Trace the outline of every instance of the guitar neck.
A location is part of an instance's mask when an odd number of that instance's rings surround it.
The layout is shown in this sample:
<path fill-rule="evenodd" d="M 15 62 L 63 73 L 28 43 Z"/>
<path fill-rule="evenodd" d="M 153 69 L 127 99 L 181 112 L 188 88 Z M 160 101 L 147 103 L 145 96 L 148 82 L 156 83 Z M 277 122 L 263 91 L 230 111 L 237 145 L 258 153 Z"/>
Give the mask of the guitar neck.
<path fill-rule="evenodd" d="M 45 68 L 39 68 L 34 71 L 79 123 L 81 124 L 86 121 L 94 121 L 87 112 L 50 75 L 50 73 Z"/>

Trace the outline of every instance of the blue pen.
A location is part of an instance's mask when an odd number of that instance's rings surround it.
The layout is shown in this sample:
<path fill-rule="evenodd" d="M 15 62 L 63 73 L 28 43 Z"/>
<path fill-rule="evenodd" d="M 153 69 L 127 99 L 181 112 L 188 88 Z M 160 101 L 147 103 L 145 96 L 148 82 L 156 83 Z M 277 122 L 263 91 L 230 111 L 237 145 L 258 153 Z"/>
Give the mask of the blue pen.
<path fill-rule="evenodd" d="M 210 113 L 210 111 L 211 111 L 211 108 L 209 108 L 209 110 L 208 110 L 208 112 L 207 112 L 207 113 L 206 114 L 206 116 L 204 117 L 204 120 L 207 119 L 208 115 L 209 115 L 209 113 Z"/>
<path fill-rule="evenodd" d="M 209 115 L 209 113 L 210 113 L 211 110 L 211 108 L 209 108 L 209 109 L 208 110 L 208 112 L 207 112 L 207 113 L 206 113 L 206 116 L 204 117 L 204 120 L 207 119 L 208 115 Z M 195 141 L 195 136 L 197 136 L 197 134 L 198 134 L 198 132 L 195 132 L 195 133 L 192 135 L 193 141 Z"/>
-.-.-
# WHAT THE EXERCISE ASKS:
Put every line of the data above into a numbered list, leaving out the blank lines.

# ANSWER:
1. Trace the outline of every instance of the guitar neck.
2. A location is part of an instance's mask when an odd number of that instance's rings surround it.
3. The layout is shown in this sample:
4. <path fill-rule="evenodd" d="M 15 62 L 63 73 L 28 43 Z"/>
5. <path fill-rule="evenodd" d="M 153 69 L 127 99 L 181 112 L 188 88 Z M 160 101 L 147 103 L 145 96 L 148 82 L 156 83 Z M 277 122 L 263 91 L 230 111 L 237 145 L 258 153 Z"/>
6. Give the mask of the guitar neck.
7. <path fill-rule="evenodd" d="M 45 68 L 39 68 L 34 71 L 79 123 L 81 124 L 86 121 L 94 121 L 87 112 L 50 75 L 50 73 Z"/>
8. Trace the outline of every instance of the blue pen.
9. A location is part of an instance's mask when an odd number of that instance's rings surround it.
10. The layout is shown in this sample:
11. <path fill-rule="evenodd" d="M 15 62 L 63 73 L 28 43 Z"/>
12. <path fill-rule="evenodd" d="M 153 69 L 127 99 L 181 112 L 188 88 Z M 160 101 L 147 103 L 145 96 L 148 82 L 156 83 Z M 277 122 L 263 91 L 230 111 L 237 145 L 258 153 Z"/>
13. Give the mask of the blue pen.
14. <path fill-rule="evenodd" d="M 210 113 L 210 111 L 211 111 L 211 108 L 209 108 L 209 110 L 208 110 L 208 112 L 207 112 L 207 113 L 206 114 L 206 116 L 204 117 L 204 120 L 207 119 L 208 115 L 209 115 L 209 113 Z"/>
15. <path fill-rule="evenodd" d="M 209 115 L 209 113 L 210 113 L 211 110 L 211 108 L 209 108 L 209 109 L 208 110 L 208 112 L 207 112 L 207 113 L 206 113 L 206 116 L 204 117 L 204 120 L 207 119 L 208 115 Z M 195 141 L 195 136 L 197 136 L 197 134 L 198 134 L 198 132 L 195 132 L 195 133 L 192 135 L 193 141 Z"/>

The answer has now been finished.